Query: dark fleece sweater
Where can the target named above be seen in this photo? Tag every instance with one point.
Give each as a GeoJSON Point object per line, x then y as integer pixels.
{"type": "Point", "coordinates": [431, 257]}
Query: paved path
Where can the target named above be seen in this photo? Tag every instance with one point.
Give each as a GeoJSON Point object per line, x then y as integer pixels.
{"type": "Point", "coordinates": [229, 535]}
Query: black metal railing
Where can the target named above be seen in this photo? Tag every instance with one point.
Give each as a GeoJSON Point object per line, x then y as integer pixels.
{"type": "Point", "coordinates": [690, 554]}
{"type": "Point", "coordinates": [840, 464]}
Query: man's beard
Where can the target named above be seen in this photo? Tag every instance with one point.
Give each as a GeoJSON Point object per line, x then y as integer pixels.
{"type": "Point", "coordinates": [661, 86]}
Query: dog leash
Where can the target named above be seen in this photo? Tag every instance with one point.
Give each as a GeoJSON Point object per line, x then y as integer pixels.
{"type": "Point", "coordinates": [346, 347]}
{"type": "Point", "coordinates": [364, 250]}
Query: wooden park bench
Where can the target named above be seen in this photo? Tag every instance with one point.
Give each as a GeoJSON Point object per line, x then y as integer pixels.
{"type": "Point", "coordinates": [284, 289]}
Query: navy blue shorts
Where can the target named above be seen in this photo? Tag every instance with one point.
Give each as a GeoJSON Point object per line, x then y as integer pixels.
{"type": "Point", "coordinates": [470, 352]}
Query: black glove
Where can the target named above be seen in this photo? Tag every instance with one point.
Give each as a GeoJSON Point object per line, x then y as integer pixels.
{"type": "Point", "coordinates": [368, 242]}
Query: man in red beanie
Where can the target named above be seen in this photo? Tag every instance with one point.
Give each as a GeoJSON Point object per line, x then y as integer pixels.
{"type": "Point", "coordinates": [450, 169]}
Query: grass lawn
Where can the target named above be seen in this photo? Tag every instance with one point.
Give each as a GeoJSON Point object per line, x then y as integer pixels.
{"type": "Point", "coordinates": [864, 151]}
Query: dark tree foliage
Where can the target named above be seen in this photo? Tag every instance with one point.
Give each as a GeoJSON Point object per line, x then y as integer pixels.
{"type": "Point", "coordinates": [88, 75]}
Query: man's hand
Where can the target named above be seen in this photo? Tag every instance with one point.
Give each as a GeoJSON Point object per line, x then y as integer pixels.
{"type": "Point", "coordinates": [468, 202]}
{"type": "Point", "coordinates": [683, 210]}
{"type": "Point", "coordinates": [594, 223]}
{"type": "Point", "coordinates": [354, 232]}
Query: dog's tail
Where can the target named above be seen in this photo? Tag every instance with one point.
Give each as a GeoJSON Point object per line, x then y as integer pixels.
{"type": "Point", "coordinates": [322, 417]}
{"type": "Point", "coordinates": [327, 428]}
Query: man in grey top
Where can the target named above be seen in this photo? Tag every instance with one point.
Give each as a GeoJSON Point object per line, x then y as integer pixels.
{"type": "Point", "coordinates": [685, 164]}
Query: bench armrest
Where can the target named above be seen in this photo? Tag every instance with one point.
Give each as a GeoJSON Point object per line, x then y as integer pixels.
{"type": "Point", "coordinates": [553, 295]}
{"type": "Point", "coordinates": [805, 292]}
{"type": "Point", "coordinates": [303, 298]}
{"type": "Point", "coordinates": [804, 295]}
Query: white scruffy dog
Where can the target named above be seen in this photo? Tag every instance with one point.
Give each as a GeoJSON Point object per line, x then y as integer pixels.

TASK PROMPT ->
Copy the listing above line for line, keeping every character as it is.

WRITTEN REPLY ->
Query: dark fleece sweater
Where can the target named above be seen in this photo? Tag every instance with one point.
Give each as a GeoJSON Point object per line, x then y as integer pixels.
{"type": "Point", "coordinates": [431, 257]}
Query: paved path
Where can the target named above be seen in this photo? Tag every instance with one point.
Give each as a GeoJSON Point object per line, x then y as integer pixels.
{"type": "Point", "coordinates": [229, 535]}
Query: black metal railing
Where can the target named above be seen in this photo? Tag every instance with one point.
Give each as a GeoJSON Point object per line, x then y as integer pixels.
{"type": "Point", "coordinates": [690, 554]}
{"type": "Point", "coordinates": [840, 464]}
Query: man's beard
Where can the target named above be seen in this photo? Tag every instance with one point.
Give each as a GeoJSON Point object per line, x then y as integer pixels.
{"type": "Point", "coordinates": [661, 86]}
Query: dog leash
Where can the target named above be seen in this photo? Tag every instance with one point.
Give each as a GeoJSON Point object per line, x then y as integer pixels.
{"type": "Point", "coordinates": [346, 347]}
{"type": "Point", "coordinates": [364, 250]}
Query: wooden park bench
Where can the target named above be seen in this photo? Tag every instance with one point.
Give each as a GeoJSON Point object per line, x then y as integer pixels.
{"type": "Point", "coordinates": [284, 289]}
Query: navy blue shorts
Where can the target named above be seen in this photo? Tag every instance with one point.
Give each as a GeoJSON Point object per line, x then y as integer pixels.
{"type": "Point", "coordinates": [470, 352]}
Query: black glove
Where can the target named above be seen in this photo? Tag every instance with one point.
Give each as a GeoJSON Point object per line, x then y as integer pixels.
{"type": "Point", "coordinates": [368, 242]}
Query: man in red beanie
Where can the target named above be seen in this photo? Tag every instance with one point.
Give each as a GeoJSON Point object per line, x then y as integer pixels.
{"type": "Point", "coordinates": [450, 169]}
Query: grass lawn
Where can the target named above be seen in this photo? Tag every instance with one point.
Give each as a GeoJSON Point object per line, x then y as integer pixels.
{"type": "Point", "coordinates": [864, 151]}
Query: dark tree foliage
Where can the target named above be seen in this photo? Tag every instance with one point.
Give each as a GeoJSON Point object per line, x then y as integer pixels.
{"type": "Point", "coordinates": [88, 75]}
Query: man's hand
Where can the target named above be seen in this photo? Tag every instance with one point.
Give each as a GeoJSON Point object per line, x then y as integer pixels.
{"type": "Point", "coordinates": [468, 202]}
{"type": "Point", "coordinates": [683, 210]}
{"type": "Point", "coordinates": [594, 223]}
{"type": "Point", "coordinates": [354, 232]}
Query: dog's tail
Where can the target named above be seen in this photo? Tag every instance with one point.
Give each as a GeoJSON Point object per line, x then y as integer pixels.
{"type": "Point", "coordinates": [322, 417]}
{"type": "Point", "coordinates": [327, 428]}
Query: man in grey top
Where can the target named above be seen in this photo? Tag every instance with one point.
Give each as a GeoJSON Point object per line, x then y as integer pixels.
{"type": "Point", "coordinates": [685, 164]}
Query: bench armrest
Where can the target named above be seen in this photo? Tag every instance with one point.
Give each as a GeoJSON Point object per line, x then y as integer pixels.
{"type": "Point", "coordinates": [553, 295]}
{"type": "Point", "coordinates": [805, 292]}
{"type": "Point", "coordinates": [303, 298]}
{"type": "Point", "coordinates": [804, 295]}
Query: white scruffy dog
Where can the target named above be seen in this photo? Tag every instance with one point.
Give each as a GeoJSON Point object per line, x then y as integer pixels.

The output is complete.